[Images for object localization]
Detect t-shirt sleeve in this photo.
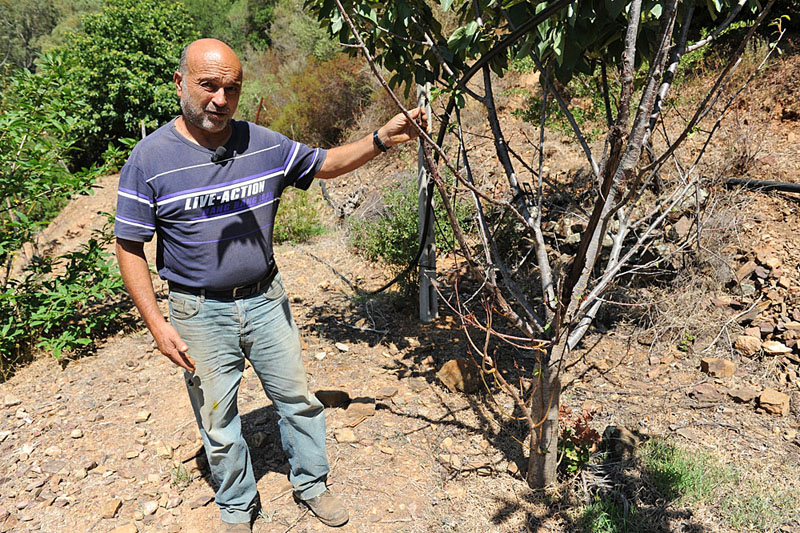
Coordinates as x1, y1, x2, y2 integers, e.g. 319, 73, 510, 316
278, 134, 327, 191
114, 163, 156, 242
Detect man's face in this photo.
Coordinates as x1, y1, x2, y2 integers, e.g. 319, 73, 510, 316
176, 54, 242, 134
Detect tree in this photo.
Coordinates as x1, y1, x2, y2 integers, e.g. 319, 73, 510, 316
0, 0, 59, 70
51, 0, 198, 167
308, 0, 781, 487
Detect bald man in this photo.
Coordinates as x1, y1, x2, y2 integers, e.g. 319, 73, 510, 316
115, 38, 426, 532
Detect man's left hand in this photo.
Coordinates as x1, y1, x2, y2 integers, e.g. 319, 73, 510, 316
377, 107, 428, 149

**WHAT THE TASK ASKS**
The expected output is the lines from the one with "Detect man's face in this photo." through the end of the data, exactly as written and nothing more.

**RESULT BELOW**
Detect man's face in this photo.
Coordinates as x1, y1, x2, y2 integers, e.g. 319, 73, 510, 316
176, 54, 242, 134
Detect tree in this photo.
Coordinates as x1, y1, x2, y2 integers, e.g. 319, 73, 510, 316
0, 0, 59, 70
51, 0, 198, 167
308, 0, 781, 487
Detect bald man in this photo.
Coordinates as x1, y1, x2, y2 integers, e.g. 319, 73, 510, 316
115, 38, 426, 532
Detect man's left hand in this photo.
Coordinates as x1, y1, x2, y2 integers, e.g. 319, 73, 510, 316
377, 107, 428, 149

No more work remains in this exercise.